DIRECTIONS FOR THIS TASK: Continue the review of The Unnamable Present, picking up after its last sentence.

Reality and Its Alternatives   /   Summer 2019   /    Book Reviews

Homo Saecularis

Modernity is puzzling and unnamable precisely because of the death of God.

Jay Tolson

Detail from the Sacrifice of Iphigenia, House of the Tragic Poet, Pompeii, Roman, first century AD; Museo Archeologico Nazionale, Naples, Campania, Italy/© Samuel Magal, Sites & Photos Ltd./Bridgeman Images.

Who is secular man, and why is he so unhappy?

Those are the questions animating The Unnamable Present, a short but wide-ranging book on the puzzles of late modernity and the ninth volume of Roberto Calasso’s extended commentaries on, among many other related topics, the mythical-religious wellsprings of human civilizations. Chairman of Italy’s distinguished literary house Adelphi Edizione, Calasso is too good a historian to say that Homo saecularis emerged only in recent centuries. The lineaments of the type have existed since Paleolithic times, present as what Calasso calls a “perpetual shadow.” The shadow has been cast by the figure dominating most of the human record, Homo religiosus, defined by the sociologist Mircea Eliade as one who “always believes there is an absolute reality, the sacred, which transcends this world but manifests itself in the world, thereby sanctifying it and making it real.”

What has changed dramatically in recent centuries, Calasso writes, is that “the shadow has been transformed into normal man, who finds himself a solitary, hapless protagonist at the center of the stage.” Unlike the many varieties of Homo religiosus—Calasso mentions Vedic man, born owing four debts, above all those to the Hindu gods—Homo saecularis “owes nothing to anyone,” stands alone, free to do what he wishes “so long as it is lawful.”

So why are humans in the secular age so unhappy? Calasso says it is because they find something ominous in the insubstantiality they feel both within themselves and in the world around them, an emptiness from which they began to recoil at the very moment secularity prevailed—“around 1950 in the United States,” Calasso declares with half-facetious but plausible specificity. Instead of being welcomed as release from burdensome obligations, the normalization of secularity was met with “muted rancor.” That anger quickly found expressive, even noisy, outlets: “When an international youth movement began to protest in the campuses and lecture halls against the system, that rancor was already beginning to be voiced, even if its targets could be illusory and misleading.”

SOURCE DATA:

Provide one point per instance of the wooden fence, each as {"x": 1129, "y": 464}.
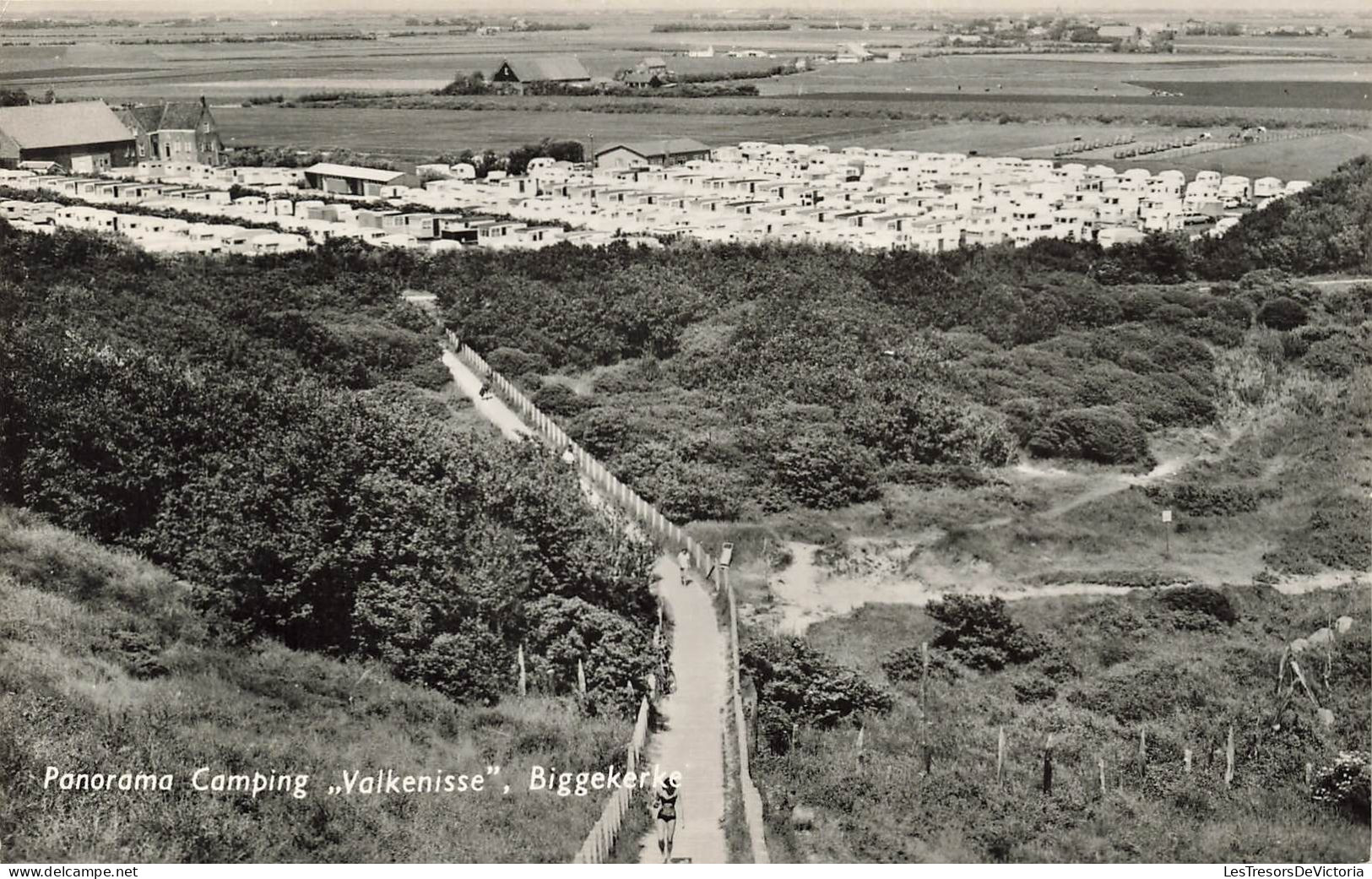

FINAL RESULT:
Calasso is often described as a literary critic, but his work extends beyond literature and runs deeper than criticism. A blend of philology and philosophy in the Nietzschean vein, it glosses texts, artworks, and other symbolic artifacts to identify the primal longings, fears, and needs that have informed cultures across different civilizations and eras. The frequently visited sites of this investigation are the myths and rituals—the sacred stories, spaces, and practices—in which humans seek to locate their transient existence in an enduring order. Supreme among such practices—indeed, the primordial ones—are acts of propitiation that serve as acknowledgment of and payment for the gift of life itself, acts we call sacrifice.

Sacrifice is the leitmotif of Calasso’s nine-volume study, beginning with The Ruin of Kasch. For him, it is the great mythical-religious constant, whether in its most direct and grisly enactments (the slaying of animals or even humans) or in more symbolic and substitutionary forms. In the nameless present, sacrifice takes monstrous shapes that often go unnoticed for what they so horrifyingly are. “Islamic terrorism,” Calasso writes, “is sacrificial: in its perfect form, the victim is the bomber. Those who are killed in the attack are the beneficial fruit of the killer’s sacrifice.” Such terrorism is based on meaning, he elaborates, “and that meaning is interlinked with other meanings, all converging on the same motive: a hatred of secular society.”

But sacrifice is hardly restricted to the murderous acts of misguided jihadists. “To understand the transformation that sacrifice has undergone in the secular age,” Calasso writes, “sacrifice has to be swapped for the word experiment. Which is not only what happens in laboratories—and this would already indicate its immensity. But experimentation is what society performs every day on itself. And here the ambivalence of the word becomes even clearer, for the two supreme social experimenters of the twentieth century were Hitler and Stalin.”

Modernity is puzzling and unnamable precisely because the death of God, the loss of belief in a distant, invisible order behind the visible, physical world has led to the sacralization of things that we only slowly, if ever, recognize as misguided constructions of the sacred. Once we belatedly recognize the power we have bestowed upon these things—the folk, the nation, the super race, truly existing socialism, the market, the end of history, the digital dispensation, the Singularity—and once the often disastrous consequences of our idolatry have become clear, we proceed, after a brief chastening, to forget or even suppress what we have learned, in a pattern of learning and forgetting that repeats itself again and again in our amnesiac age.

The brilliance of Calasso’s thought and style cannot be reduced to general propositions. Many of his ideas have been advanced by others, and he generously acknowledges his debts to earlier thinkers, whether arguing with or against them in his digressive but always purposeful way. Discussing one of the great enchantments of modernity—that of “society” itself, particularly as formulated by the forefathers and founders of sociology and anthropology—Calasso explains how secular society, “without any need for proclamations, has become the ultimate repository for all meaning, almost as if its form corresponded to the physiology of whatever community, and meaning had only to be sought within society itself.” Passing through the formulations of Marx, Rousseau, and Saint-Simon—and their disastrous ideological heirs, Hitler and Lenin—Calasso asserts that the “worst disasters have come to light when secular societies have sought to become organic, a recurrent aspiration among all societies that develop the cult of themselves.”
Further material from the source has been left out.